## Activity:
In your answer, every line of the records should be written out exactly.

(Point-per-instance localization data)
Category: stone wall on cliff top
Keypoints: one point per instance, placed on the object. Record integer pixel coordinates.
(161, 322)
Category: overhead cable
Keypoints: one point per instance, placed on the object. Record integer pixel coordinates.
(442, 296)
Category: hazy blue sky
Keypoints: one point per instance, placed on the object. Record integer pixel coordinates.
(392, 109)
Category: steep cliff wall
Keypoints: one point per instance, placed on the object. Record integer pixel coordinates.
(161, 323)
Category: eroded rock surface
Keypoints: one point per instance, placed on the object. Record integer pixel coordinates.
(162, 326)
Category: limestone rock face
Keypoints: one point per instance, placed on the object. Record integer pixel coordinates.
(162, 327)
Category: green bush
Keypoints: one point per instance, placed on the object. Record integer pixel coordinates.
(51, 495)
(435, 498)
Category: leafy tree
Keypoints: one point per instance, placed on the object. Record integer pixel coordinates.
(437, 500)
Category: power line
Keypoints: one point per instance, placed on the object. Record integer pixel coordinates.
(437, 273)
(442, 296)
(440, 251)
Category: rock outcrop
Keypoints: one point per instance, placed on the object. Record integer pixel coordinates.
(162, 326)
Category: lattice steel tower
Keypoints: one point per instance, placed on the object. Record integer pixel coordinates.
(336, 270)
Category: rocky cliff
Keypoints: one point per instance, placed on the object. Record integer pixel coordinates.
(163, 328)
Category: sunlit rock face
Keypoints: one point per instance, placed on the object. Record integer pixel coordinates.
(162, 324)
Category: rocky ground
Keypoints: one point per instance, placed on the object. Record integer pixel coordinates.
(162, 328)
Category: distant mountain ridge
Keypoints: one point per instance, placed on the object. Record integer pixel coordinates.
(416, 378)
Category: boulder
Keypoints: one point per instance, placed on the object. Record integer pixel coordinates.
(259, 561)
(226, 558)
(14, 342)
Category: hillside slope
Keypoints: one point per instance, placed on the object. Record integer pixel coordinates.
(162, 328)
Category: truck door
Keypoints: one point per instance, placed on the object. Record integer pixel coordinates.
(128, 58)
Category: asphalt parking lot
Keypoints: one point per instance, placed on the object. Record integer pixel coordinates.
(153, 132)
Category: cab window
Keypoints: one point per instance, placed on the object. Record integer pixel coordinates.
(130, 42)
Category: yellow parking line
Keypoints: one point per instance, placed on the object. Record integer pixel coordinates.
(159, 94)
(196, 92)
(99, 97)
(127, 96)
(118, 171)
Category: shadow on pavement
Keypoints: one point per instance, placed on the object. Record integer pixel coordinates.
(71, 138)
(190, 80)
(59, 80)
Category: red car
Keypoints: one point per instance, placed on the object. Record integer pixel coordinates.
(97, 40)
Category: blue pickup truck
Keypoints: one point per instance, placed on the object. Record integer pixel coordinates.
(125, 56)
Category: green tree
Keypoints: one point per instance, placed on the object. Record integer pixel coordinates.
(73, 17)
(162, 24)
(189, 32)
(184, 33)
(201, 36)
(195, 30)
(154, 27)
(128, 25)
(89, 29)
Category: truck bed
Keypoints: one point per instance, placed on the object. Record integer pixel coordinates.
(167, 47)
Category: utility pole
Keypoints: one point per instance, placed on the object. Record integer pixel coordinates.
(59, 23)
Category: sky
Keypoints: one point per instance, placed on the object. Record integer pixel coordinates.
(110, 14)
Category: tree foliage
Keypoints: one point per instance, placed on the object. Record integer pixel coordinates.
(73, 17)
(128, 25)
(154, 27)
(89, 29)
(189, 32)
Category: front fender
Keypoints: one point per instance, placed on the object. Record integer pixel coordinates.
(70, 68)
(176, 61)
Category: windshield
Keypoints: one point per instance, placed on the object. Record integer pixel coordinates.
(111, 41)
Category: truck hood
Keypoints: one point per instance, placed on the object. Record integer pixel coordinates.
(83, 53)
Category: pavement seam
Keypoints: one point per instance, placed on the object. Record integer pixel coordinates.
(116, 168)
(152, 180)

## Result:
Category: stone wall on cliff top
Keypoints: one point per instance, placed on the object. Record integer pixel coordinates.
(161, 322)
Category: overhead cable
Keypoints: one point per instance, placed on the object. Record integer pixel coordinates.
(442, 296)
Category: hazy blue sky
Keypoints: one point per instance, placed on the object. Record integer pixel coordinates.
(392, 109)
Category: steep cliff wall
Keypoints: one point per instance, placed on the object. Record integer pixel coordinates.
(161, 323)
Category: eroded rock surface
Keypoints: one point per instance, placed on the object. Record integer pixel coordinates.
(162, 326)
Category: limestone rock face
Keypoints: one point per instance, placed on the object. Record integer pixel coordinates.
(162, 327)
Category: green bush
Keypoints: one point per instance, placed on the object. Record integer pixel coordinates.
(51, 495)
(435, 498)
Category: leafy tree
Keypoints: one point per instance, placed on the object. Record integer pixel coordinates.
(437, 500)
Category: power line
Keypoints: one point per instance, placed on the object. Record integer pixel coordinates.
(437, 273)
(442, 296)
(440, 251)
Category: rock outcrop
Keypoints: one point per instance, placed on the object. Record integer pixel coordinates.
(162, 326)
Category: lattice steel tower
Keypoints: one point per instance, placed on the object. Record integer pixel coordinates.
(336, 270)
Category: rocky cliff
Keypoints: one point per instance, placed on the object. Record integer pixel coordinates.
(163, 328)
Category: sunlit rock face
Keypoints: one point per instance, placed on the object. Record integer pixel coordinates.
(162, 324)
Category: rocky ground
Keypoints: one point per instance, placed on the object. Record integer pixel coordinates.
(162, 328)
Category: distant mountain ridge
Keypoints: one point per instance, placed on the object. Record integer pixel coordinates.
(416, 378)
Category: boulder
Keypoints: one point per instance, placed on the object. Record integer pixel coordinates.
(259, 561)
(226, 558)
(14, 342)
Category: hillside slope
Keypoints: one point per instance, placed on the object. Record integer pixel coordinates.
(162, 328)
Category: truck door
Keypoints: one point per instance, placed on the object. Record integer pixel coordinates.
(128, 58)
Category: asphalt parking lot
Keypoints: one point per instance, placed on the object. Record integer pixel coordinates.
(153, 132)
Category: cab window
Keypoints: one point per instance, placed on the object. Record integer pixel coordinates.
(130, 42)
Category: yellow parking line
Keypoints: one point per instance, placed on the object. Record integer pixel coordinates.
(159, 94)
(196, 92)
(99, 97)
(127, 96)
(118, 171)
Category: shadow on pavement
Keypoints: one point per instance, placed on the object. Record integer pixel coordinates.
(71, 138)
(190, 80)
(59, 80)
Category: red car
Keypoints: one point per instance, placed on the object. Record integer pixel coordinates.
(97, 40)
Category: blue pickup truck
Keypoints: one point per instance, placed on the object. Record integer pixel coordinates.
(125, 56)
Category: green tree
Keypoints: one point per instance, placed on the object. Record integer pixel coordinates.
(73, 17)
(162, 24)
(189, 32)
(184, 33)
(201, 36)
(195, 30)
(154, 27)
(128, 25)
(89, 29)
Category: truck bed
Keypoints: one point per instance, placed on the object. Record integer pixel coordinates.
(167, 47)
Category: utility pole
Keypoints: one point per instance, placed on the object. Record integer pixel coordinates.
(59, 23)
Category: sky
Keypoints: one point per instance, placed on the object. Record integer pixel coordinates.
(110, 14)
Category: tree foliage
Keypoints: one point per instance, placed on the object. Record integer pixel coordinates.
(73, 17)
(128, 25)
(154, 27)
(89, 29)
(189, 32)
Category: front fender
Keypoints: one point per instance, placed on the object. Record integer pixel coordinates.
(70, 68)
(176, 61)
Category: windshield
Keypoints: one point per instance, placed on the object. Record integer pixel coordinates.
(111, 41)
Category: truck hood
Keypoints: one point per instance, placed on the object. Record integer pixel coordinates.
(83, 53)
Category: pavement seam
Keypoints: one point per instance, placed on the object. Record integer pixel coordinates.
(116, 168)
(152, 180)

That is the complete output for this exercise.